Natural-language object grounding data:
● ● ● ● ●

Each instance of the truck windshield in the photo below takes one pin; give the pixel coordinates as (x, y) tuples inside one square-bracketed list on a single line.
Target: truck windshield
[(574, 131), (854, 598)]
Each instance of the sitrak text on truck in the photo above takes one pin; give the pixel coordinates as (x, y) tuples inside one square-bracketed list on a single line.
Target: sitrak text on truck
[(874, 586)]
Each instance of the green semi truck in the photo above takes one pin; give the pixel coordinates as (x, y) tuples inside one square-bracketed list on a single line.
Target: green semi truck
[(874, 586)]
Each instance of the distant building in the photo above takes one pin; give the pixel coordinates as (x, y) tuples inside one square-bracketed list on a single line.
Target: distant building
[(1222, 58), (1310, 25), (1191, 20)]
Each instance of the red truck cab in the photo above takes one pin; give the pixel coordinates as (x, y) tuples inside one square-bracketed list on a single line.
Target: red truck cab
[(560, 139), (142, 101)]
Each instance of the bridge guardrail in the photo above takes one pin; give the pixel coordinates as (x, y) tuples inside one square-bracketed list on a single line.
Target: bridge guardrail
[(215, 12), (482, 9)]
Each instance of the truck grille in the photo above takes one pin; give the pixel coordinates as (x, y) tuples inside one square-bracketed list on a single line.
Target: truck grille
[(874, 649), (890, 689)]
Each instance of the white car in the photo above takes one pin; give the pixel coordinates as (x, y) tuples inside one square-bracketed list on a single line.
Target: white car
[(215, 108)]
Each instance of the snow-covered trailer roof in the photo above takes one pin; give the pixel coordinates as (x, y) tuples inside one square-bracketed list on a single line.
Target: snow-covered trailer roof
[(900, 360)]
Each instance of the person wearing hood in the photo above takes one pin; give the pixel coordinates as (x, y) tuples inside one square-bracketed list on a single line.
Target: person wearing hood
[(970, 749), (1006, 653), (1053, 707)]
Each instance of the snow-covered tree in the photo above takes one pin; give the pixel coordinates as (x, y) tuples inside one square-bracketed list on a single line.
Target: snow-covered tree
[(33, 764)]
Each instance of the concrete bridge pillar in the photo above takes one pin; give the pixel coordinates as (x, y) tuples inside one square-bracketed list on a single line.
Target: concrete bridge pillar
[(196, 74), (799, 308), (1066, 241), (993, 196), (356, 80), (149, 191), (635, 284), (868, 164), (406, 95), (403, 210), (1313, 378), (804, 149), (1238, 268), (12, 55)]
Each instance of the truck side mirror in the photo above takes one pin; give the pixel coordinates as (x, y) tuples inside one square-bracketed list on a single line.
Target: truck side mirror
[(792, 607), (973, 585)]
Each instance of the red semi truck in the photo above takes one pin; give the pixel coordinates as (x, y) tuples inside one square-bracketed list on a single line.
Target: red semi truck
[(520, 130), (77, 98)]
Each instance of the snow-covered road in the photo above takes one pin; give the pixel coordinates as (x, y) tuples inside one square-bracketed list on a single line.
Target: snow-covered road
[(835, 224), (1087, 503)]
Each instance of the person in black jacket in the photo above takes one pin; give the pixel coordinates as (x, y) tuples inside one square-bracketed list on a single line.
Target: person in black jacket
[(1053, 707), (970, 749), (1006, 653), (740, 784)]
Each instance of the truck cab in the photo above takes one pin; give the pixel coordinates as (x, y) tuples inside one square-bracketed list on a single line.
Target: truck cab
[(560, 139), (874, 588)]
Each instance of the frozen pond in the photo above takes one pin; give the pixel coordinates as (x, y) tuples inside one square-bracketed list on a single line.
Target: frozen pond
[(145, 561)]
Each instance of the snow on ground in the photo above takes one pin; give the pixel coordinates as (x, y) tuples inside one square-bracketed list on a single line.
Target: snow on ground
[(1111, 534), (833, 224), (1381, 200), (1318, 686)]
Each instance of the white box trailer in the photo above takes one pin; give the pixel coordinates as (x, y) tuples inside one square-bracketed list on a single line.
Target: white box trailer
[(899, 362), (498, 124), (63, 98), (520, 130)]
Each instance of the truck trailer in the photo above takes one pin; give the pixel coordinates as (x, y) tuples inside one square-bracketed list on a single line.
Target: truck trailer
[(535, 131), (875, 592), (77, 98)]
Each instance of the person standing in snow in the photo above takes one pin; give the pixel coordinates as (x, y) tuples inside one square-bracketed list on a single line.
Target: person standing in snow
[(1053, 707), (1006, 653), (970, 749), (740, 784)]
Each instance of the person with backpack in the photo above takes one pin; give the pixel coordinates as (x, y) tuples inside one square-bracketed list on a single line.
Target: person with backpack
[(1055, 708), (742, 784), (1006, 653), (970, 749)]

● ● ● ● ●

What needs duplicating is the run of lines from the one containing "Each instance of the snow on" through the last line of the entries above, exact and complete.

Each instance of the snow on ground in the photo above takes one pin; give the pixel coordinates as (x, y) tuples inside one square-bracketed list on a single line.
Target: snow on ground
[(1111, 534), (833, 224), (1381, 200), (1318, 686)]
Each instance of the white box trailer in the photo above takes one pin; give the pixel coordinates as (x, y) tuples inside one square-bracketed list on a single line.
Target: white box trailer
[(899, 362), (498, 124), (63, 98), (520, 130)]
Each instance of the truck trailer in the photo above takes one pin; give the pixel coordinates as (x, y) tuples inside one square-bracketed list on a single line.
Target: truck trailer
[(535, 131), (875, 592), (77, 98)]
Each instance of the person standing in snow in the photo above takes one pin; give the pixel coordinates as (x, y) tuples inside one square-bracketed list on a single line.
Target: person standing in snow
[(1053, 707), (1006, 653), (970, 749), (740, 784)]
Each instance of the person with backpack in the photo above takes one pin; give the pixel coordinates as (x, y) tuples inside one square-bracketed list on a single line.
Target: person with backpack
[(1055, 708), (742, 784), (1006, 653), (970, 749)]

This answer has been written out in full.